╔══

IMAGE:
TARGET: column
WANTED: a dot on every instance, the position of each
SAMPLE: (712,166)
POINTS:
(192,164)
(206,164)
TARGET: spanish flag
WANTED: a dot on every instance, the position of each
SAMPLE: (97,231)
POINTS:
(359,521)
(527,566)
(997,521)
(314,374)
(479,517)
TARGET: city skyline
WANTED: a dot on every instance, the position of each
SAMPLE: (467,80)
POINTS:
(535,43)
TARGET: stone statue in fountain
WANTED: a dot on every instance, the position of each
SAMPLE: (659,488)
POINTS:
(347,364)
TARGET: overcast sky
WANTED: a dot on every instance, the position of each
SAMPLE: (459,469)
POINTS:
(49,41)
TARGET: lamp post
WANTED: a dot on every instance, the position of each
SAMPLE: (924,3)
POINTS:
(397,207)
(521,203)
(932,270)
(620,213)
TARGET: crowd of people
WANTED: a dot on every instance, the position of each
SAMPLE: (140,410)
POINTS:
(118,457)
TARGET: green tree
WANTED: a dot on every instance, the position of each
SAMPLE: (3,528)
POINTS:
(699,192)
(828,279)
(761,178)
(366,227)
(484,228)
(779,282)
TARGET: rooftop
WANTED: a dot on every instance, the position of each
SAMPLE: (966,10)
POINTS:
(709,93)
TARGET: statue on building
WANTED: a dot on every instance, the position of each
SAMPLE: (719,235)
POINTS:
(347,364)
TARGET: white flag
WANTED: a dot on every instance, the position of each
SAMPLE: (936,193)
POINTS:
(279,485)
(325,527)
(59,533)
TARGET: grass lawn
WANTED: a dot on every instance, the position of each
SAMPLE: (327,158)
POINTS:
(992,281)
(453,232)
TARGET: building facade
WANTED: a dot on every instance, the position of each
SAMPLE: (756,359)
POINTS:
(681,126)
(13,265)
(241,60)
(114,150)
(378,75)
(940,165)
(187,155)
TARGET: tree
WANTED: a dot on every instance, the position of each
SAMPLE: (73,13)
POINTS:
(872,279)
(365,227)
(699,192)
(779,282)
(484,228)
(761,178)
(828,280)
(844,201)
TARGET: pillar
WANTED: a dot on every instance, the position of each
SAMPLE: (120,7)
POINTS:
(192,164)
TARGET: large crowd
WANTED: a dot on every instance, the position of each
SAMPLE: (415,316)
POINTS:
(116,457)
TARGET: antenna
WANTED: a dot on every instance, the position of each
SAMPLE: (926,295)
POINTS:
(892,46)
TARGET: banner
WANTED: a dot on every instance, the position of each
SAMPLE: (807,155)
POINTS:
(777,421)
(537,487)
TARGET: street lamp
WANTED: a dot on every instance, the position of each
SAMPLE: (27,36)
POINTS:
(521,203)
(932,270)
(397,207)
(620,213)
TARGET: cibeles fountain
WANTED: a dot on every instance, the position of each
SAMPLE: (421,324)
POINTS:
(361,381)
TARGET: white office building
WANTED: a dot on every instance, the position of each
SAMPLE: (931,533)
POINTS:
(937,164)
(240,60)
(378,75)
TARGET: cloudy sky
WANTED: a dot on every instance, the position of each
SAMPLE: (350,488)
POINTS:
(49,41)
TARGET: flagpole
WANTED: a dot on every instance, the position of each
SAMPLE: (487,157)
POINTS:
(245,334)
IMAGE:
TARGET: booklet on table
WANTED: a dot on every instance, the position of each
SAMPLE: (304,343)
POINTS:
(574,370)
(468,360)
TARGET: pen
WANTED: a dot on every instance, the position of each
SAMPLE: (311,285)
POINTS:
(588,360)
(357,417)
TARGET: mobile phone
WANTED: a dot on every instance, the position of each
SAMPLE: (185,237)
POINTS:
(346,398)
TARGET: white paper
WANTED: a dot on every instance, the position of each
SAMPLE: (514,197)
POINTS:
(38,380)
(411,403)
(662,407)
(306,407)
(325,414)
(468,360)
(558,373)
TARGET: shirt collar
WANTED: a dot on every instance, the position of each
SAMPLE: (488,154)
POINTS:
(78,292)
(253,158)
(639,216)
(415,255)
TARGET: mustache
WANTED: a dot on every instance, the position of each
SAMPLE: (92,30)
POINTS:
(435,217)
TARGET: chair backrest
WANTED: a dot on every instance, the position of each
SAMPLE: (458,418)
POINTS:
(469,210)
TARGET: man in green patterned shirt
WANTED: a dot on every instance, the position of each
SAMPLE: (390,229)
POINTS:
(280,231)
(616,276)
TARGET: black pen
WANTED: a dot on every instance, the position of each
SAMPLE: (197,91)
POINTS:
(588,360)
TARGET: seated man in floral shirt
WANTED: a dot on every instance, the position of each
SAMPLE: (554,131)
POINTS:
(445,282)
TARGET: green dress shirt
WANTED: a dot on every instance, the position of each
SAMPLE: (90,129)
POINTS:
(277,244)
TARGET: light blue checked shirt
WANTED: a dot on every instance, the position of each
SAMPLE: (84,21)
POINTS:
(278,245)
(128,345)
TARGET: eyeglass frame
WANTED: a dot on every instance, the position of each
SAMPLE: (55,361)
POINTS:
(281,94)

╚══

• AIM: Rewrite the rows as a JSON list of strings, starting with the line that contains "TARGET: chair backrest" and going on through the last line of the rows. Use one string per line and leave out blank lines.

• CORRECT OUTPUT:
[
  "TARGET: chair backrest",
  "WANTED: a dot on every instance, the position of each",
  "SAMPLE: (458,418)",
  "POINTS:",
  "(469,210)",
  "TARGET: man in green patterned shirt",
  "WANTED: a dot on every instance, the position of each",
  "SAMPLE: (390,229)",
  "POINTS:",
  "(280,231)",
  "(616,276)",
  "TARGET: black pen",
  "WANTED: a dot on every instance, the position of each",
  "SAMPLE: (197,91)",
  "POINTS:",
  "(588,360)",
  "TARGET: seated man in floral shirt",
  "WANTED: a dot on every instance, the position of each",
  "SAMPLE: (554,131)",
  "POINTS:",
  "(445,282)",
  "TARGET: green dress shirt",
  "WANTED: a dot on every instance, the position of each",
  "SAMPLE: (90,129)",
  "POINTS:",
  "(277,244)",
  "TARGET: light blue checked shirt",
  "WANTED: a dot on every instance, the position of each",
  "SAMPLE: (84,21)",
  "POINTS:",
  "(278,245)",
  "(128,345)",
  "TARGET: eyeglass frame",
  "WANTED: a dot on every instance, the position of each",
  "SAMPLE: (55,361)",
  "POINTS:",
  "(281,94)"
]